[Source records]:
----------
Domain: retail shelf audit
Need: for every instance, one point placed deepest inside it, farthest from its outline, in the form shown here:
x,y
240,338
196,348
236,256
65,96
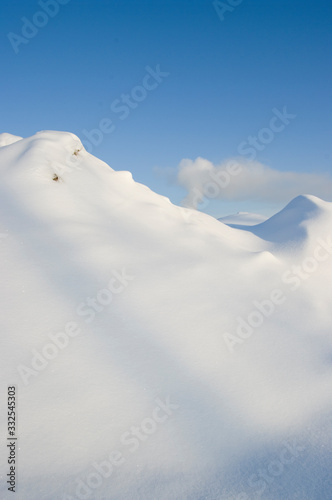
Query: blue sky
x,y
225,78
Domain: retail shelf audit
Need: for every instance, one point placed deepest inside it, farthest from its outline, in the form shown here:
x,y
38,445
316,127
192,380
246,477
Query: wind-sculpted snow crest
x,y
157,352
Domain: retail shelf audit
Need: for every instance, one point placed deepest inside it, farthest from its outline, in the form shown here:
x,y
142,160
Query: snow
x,y
147,300
243,218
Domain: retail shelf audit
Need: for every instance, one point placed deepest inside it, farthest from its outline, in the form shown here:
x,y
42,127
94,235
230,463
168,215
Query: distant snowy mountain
x,y
157,352
243,218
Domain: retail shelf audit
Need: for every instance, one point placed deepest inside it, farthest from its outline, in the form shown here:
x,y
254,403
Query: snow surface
x,y
250,415
243,218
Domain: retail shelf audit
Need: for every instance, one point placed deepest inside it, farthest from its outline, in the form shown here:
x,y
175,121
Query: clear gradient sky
x,y
225,78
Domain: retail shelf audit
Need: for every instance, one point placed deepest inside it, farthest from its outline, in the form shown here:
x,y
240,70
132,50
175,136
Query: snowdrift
x,y
157,352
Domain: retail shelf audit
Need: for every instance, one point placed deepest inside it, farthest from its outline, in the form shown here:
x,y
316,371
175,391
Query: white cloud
x,y
239,179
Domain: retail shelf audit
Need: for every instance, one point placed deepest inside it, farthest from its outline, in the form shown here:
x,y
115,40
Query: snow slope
x,y
158,353
243,218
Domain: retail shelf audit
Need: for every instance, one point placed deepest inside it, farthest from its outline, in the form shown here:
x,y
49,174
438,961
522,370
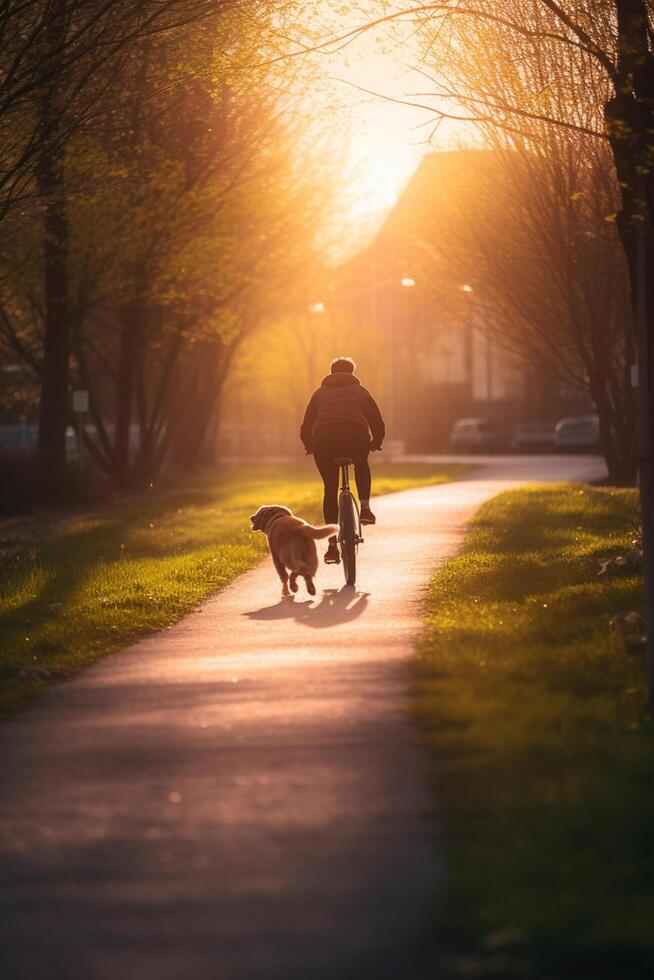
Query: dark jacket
x,y
342,407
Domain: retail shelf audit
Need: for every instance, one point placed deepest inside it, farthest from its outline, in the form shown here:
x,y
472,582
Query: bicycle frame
x,y
344,487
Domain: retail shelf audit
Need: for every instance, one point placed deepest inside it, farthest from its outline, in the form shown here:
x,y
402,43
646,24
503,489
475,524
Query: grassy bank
x,y
75,587
543,754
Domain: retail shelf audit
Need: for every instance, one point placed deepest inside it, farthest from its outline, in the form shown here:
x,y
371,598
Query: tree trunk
x,y
629,118
53,411
129,339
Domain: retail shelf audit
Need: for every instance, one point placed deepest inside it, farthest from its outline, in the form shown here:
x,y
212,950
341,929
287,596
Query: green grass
x,y
543,752
75,587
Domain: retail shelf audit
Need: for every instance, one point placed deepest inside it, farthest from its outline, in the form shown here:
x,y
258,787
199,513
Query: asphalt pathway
x,y
243,796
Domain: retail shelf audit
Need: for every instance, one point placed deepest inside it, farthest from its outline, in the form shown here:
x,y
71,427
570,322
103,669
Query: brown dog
x,y
292,544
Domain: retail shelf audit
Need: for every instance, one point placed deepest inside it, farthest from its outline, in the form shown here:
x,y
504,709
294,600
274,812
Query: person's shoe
x,y
332,555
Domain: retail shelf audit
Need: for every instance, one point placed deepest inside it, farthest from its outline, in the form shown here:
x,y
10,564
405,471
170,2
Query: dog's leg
x,y
283,574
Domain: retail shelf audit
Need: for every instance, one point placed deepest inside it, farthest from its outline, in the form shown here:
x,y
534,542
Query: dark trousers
x,y
325,451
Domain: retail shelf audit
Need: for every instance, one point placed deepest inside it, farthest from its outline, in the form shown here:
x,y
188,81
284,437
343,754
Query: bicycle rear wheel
x,y
347,523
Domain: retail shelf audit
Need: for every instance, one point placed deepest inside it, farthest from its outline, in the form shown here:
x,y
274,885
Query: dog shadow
x,y
334,606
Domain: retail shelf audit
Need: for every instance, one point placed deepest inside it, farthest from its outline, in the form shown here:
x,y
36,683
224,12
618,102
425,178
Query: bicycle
x,y
349,523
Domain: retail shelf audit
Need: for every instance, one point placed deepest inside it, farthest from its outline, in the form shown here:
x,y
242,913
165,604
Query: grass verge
x,y
75,587
543,753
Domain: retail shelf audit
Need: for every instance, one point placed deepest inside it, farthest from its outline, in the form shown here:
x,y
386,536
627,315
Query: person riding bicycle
x,y
342,419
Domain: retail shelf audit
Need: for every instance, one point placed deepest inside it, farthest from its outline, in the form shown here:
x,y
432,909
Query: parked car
x,y
580,432
475,436
533,437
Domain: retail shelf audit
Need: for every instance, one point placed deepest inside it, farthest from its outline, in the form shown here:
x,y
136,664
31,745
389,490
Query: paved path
x,y
242,797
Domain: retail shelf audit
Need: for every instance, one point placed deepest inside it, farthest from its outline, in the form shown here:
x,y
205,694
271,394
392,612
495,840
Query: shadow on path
x,y
333,607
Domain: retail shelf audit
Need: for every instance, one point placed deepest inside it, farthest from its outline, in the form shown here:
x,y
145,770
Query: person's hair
x,y
342,364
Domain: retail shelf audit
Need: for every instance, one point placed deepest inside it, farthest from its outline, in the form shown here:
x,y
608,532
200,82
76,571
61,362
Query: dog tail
x,y
309,531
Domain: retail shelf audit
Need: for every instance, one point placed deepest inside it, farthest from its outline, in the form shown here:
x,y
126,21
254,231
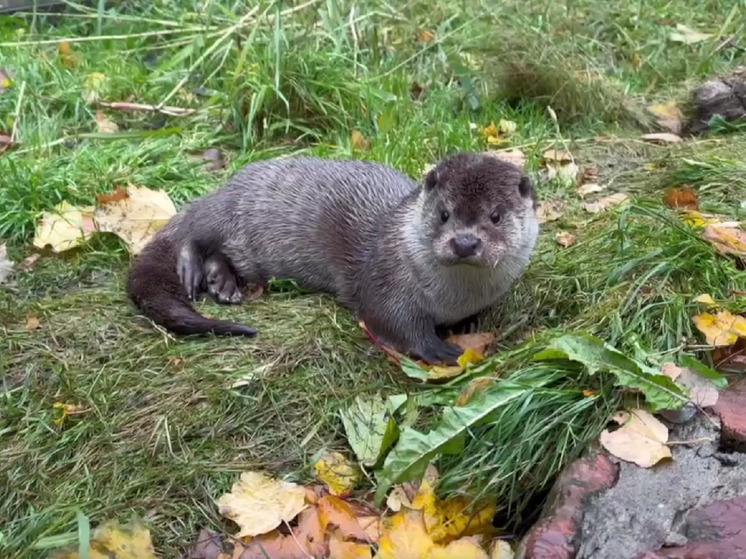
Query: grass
x,y
165,431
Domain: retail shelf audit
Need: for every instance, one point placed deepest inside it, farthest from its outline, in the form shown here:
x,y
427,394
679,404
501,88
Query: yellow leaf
x,y
452,518
259,503
340,549
404,536
136,218
469,357
337,472
93,85
65,227
721,328
115,541
640,439
104,125
359,142
466,548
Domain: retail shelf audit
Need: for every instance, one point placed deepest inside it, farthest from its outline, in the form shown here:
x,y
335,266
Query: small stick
x,y
126,106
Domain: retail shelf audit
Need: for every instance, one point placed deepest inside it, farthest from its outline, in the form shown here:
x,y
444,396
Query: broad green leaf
x,y
597,356
370,431
703,370
414,450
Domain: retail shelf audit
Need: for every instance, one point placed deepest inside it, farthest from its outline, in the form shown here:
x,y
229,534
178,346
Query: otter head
x,y
476,209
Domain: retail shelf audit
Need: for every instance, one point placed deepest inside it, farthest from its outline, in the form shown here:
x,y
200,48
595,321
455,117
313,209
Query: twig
x,y
125,106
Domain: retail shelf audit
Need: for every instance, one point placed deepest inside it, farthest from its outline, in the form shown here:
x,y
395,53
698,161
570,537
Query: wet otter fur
x,y
409,259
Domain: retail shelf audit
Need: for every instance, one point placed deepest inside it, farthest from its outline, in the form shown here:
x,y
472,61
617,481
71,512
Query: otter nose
x,y
466,245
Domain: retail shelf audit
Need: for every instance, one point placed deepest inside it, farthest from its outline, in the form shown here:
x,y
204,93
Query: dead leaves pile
x,y
134,214
283,520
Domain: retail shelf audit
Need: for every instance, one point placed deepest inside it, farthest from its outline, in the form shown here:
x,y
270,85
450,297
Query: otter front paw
x,y
438,352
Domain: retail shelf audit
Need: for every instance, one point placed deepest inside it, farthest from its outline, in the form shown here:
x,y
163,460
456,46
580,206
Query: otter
x,y
409,259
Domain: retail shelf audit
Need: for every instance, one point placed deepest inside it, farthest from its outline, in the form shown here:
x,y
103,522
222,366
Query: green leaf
x,y
703,370
370,431
597,356
414,450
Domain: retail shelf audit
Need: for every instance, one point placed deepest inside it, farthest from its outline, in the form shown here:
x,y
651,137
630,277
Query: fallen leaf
x,y
478,342
370,431
6,265
452,518
32,322
550,210
104,125
640,439
500,549
684,197
688,36
136,218
337,472
65,227
590,188
336,513
259,503
721,328
359,142
661,138
477,386
726,238
340,549
115,541
605,203
93,85
669,116
306,540
67,56
565,239
513,156
118,194
506,127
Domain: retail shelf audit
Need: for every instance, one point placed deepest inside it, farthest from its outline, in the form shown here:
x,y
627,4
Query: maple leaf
x,y
337,472
136,218
640,439
259,503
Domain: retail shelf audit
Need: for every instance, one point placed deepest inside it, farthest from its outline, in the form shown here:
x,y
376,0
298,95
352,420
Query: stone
x,y
556,535
729,408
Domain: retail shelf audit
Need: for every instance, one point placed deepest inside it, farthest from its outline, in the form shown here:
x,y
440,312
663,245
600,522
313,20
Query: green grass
x,y
165,431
----------
[Instructions to follow]: Count the lines above that contain the string "leaf", treating uppercase and lowercase as different. Reply with the number alone.

[Output of the task]: 5